• _Challenge_:
Extract each line in the data below that includes the word "white", and reproduce those lines unchanged.
##### Records supplied #####
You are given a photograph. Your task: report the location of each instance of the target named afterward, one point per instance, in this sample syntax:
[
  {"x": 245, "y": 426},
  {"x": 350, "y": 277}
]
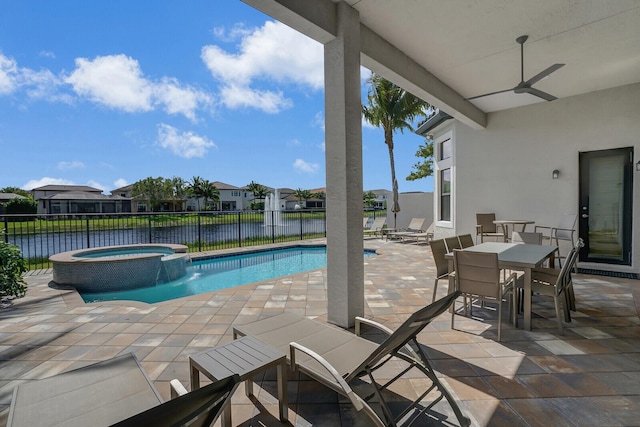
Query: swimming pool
[{"x": 226, "y": 271}]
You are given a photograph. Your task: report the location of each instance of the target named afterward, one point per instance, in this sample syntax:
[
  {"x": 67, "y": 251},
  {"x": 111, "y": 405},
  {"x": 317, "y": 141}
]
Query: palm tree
[
  {"x": 392, "y": 108},
  {"x": 259, "y": 191},
  {"x": 210, "y": 192},
  {"x": 369, "y": 199},
  {"x": 195, "y": 188},
  {"x": 177, "y": 191},
  {"x": 303, "y": 195}
]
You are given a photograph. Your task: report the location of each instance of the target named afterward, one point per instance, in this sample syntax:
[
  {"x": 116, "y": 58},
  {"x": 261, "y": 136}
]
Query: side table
[{"x": 246, "y": 357}]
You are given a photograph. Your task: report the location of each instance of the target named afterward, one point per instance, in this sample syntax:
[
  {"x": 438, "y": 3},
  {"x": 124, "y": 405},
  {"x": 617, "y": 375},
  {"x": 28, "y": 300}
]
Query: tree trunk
[{"x": 388, "y": 139}]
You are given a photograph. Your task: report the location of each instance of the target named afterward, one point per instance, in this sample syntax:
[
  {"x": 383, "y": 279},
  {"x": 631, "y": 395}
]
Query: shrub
[{"x": 12, "y": 267}]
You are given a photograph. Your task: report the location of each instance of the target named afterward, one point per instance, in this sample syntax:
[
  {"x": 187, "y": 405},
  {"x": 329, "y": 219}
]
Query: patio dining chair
[
  {"x": 486, "y": 228},
  {"x": 478, "y": 274},
  {"x": 376, "y": 226},
  {"x": 555, "y": 283},
  {"x": 337, "y": 358},
  {"x": 415, "y": 226},
  {"x": 526, "y": 237},
  {"x": 439, "y": 250},
  {"x": 452, "y": 243},
  {"x": 564, "y": 232},
  {"x": 466, "y": 241}
]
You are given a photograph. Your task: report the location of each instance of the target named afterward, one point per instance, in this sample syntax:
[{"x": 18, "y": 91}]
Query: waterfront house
[{"x": 512, "y": 151}]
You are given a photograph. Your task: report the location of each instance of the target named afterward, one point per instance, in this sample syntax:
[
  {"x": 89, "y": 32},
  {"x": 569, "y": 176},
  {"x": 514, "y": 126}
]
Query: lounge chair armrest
[
  {"x": 382, "y": 328},
  {"x": 177, "y": 389},
  {"x": 373, "y": 323},
  {"x": 353, "y": 397},
  {"x": 513, "y": 282},
  {"x": 563, "y": 233}
]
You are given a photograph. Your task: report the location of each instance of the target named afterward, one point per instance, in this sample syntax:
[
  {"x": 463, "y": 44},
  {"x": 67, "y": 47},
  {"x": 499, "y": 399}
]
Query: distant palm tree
[
  {"x": 195, "y": 188},
  {"x": 392, "y": 108},
  {"x": 369, "y": 199},
  {"x": 259, "y": 191},
  {"x": 303, "y": 195},
  {"x": 177, "y": 191},
  {"x": 210, "y": 192}
]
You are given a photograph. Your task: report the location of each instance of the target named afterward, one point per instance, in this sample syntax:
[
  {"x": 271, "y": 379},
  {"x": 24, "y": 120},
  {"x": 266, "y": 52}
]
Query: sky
[{"x": 105, "y": 93}]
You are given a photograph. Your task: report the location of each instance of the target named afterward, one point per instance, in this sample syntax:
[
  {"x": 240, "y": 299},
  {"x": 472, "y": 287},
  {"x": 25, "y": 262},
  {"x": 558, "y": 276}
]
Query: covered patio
[{"x": 588, "y": 376}]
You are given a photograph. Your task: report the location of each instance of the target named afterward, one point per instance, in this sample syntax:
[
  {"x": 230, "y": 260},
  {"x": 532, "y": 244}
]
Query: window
[
  {"x": 444, "y": 178},
  {"x": 445, "y": 195},
  {"x": 445, "y": 149}
]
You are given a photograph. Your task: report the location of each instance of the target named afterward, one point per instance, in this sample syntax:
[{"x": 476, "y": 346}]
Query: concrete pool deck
[{"x": 588, "y": 376}]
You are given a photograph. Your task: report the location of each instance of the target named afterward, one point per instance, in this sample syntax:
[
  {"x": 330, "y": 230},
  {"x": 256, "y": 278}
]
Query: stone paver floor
[{"x": 588, "y": 376}]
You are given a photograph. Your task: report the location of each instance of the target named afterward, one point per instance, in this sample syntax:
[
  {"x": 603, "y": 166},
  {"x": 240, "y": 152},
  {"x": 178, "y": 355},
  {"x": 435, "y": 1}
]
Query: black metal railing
[{"x": 40, "y": 236}]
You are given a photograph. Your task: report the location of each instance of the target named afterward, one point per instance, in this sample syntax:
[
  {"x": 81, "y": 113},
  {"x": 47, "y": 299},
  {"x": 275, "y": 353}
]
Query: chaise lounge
[
  {"x": 337, "y": 358},
  {"x": 115, "y": 392}
]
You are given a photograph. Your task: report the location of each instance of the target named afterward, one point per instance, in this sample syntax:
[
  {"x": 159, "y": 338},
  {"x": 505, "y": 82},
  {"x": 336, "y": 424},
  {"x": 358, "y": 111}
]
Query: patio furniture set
[{"x": 118, "y": 391}]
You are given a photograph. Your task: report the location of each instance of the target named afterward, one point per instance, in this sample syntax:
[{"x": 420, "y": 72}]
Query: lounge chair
[
  {"x": 466, "y": 241},
  {"x": 115, "y": 392},
  {"x": 415, "y": 226},
  {"x": 376, "y": 227},
  {"x": 426, "y": 235},
  {"x": 337, "y": 358},
  {"x": 486, "y": 228}
]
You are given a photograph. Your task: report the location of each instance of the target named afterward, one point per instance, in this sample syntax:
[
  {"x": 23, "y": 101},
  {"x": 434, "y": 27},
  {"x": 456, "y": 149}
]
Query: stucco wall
[
  {"x": 412, "y": 205},
  {"x": 507, "y": 167}
]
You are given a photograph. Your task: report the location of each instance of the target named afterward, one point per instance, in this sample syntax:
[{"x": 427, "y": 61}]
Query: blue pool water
[
  {"x": 224, "y": 272},
  {"x": 115, "y": 253}
]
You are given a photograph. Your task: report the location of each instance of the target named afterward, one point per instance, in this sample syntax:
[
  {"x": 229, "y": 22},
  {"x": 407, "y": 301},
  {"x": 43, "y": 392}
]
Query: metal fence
[{"x": 40, "y": 236}]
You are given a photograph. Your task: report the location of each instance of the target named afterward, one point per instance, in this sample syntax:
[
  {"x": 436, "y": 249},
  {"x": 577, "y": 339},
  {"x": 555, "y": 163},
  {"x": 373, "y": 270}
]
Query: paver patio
[{"x": 588, "y": 376}]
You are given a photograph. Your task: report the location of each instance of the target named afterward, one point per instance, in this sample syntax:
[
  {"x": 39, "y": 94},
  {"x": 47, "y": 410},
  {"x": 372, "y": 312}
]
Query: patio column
[{"x": 343, "y": 133}]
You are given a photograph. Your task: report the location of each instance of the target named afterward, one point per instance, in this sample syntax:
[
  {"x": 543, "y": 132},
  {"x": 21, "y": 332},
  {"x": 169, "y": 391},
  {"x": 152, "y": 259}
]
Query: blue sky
[{"x": 104, "y": 93}]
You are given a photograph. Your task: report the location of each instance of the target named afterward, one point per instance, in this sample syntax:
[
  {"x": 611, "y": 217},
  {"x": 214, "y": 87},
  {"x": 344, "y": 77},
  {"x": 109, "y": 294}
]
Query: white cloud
[
  {"x": 236, "y": 32},
  {"x": 234, "y": 96},
  {"x": 178, "y": 99},
  {"x": 120, "y": 182},
  {"x": 185, "y": 144},
  {"x": 8, "y": 75},
  {"x": 96, "y": 184},
  {"x": 305, "y": 167},
  {"x": 318, "y": 120},
  {"x": 35, "y": 183},
  {"x": 272, "y": 53},
  {"x": 117, "y": 81},
  {"x": 70, "y": 165}
]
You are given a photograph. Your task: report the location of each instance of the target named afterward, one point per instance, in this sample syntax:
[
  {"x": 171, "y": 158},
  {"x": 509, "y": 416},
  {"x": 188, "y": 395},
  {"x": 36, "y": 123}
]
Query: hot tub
[{"x": 114, "y": 268}]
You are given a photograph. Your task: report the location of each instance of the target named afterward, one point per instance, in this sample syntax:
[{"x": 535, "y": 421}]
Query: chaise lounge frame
[{"x": 336, "y": 358}]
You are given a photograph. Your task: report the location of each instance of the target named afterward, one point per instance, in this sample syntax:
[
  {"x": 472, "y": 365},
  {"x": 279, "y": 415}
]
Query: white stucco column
[{"x": 343, "y": 130}]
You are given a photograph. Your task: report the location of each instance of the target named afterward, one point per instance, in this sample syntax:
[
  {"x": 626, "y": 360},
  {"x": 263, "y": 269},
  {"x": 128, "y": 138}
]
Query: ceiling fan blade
[
  {"x": 541, "y": 75},
  {"x": 541, "y": 94},
  {"x": 488, "y": 94}
]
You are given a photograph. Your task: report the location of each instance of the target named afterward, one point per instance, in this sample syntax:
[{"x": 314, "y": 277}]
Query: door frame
[{"x": 627, "y": 212}]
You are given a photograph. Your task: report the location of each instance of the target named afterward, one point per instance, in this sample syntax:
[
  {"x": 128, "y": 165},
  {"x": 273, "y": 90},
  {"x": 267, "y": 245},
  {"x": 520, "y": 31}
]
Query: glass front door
[{"x": 606, "y": 179}]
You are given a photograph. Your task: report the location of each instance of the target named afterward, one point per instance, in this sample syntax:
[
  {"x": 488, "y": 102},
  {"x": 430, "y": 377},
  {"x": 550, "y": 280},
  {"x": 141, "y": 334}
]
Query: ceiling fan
[{"x": 526, "y": 87}]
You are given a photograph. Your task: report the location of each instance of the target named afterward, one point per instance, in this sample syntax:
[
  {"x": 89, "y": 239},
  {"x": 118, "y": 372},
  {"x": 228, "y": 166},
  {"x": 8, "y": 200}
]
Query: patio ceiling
[{"x": 468, "y": 47}]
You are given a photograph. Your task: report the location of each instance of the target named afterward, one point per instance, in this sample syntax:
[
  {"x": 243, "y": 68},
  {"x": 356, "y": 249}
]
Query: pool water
[
  {"x": 224, "y": 272},
  {"x": 116, "y": 253}
]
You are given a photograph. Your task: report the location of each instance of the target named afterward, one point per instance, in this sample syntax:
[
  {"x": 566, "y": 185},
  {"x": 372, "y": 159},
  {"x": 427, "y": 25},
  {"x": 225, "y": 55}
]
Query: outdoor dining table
[
  {"x": 505, "y": 223},
  {"x": 513, "y": 256}
]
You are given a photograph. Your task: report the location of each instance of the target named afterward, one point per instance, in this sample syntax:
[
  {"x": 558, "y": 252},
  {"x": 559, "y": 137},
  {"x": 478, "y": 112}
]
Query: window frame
[{"x": 440, "y": 165}]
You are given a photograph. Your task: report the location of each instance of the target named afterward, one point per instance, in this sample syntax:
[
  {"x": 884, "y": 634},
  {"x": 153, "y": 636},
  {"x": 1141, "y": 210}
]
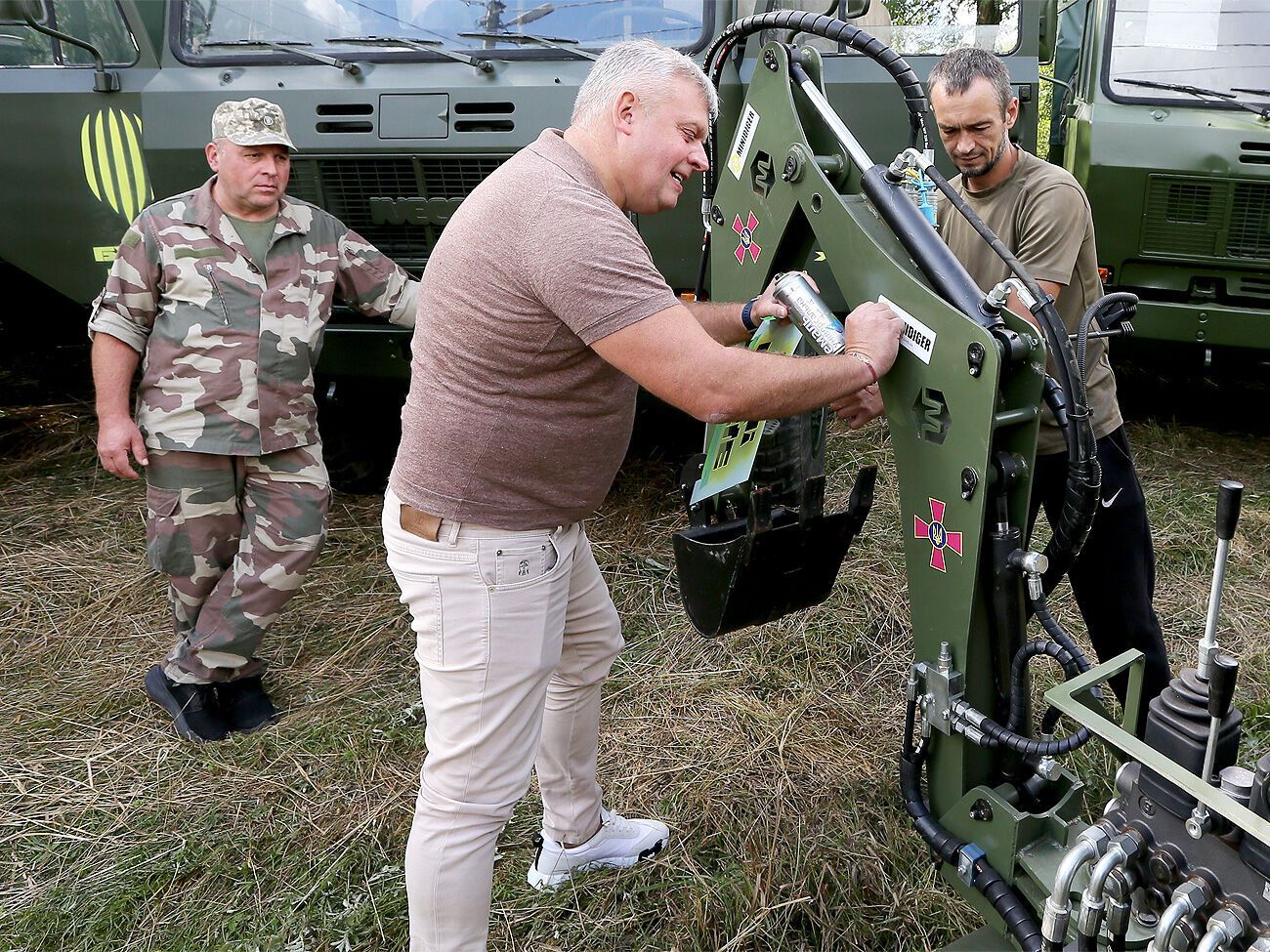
#####
• _Exercise result_:
Query: white cloud
Query: white stucco column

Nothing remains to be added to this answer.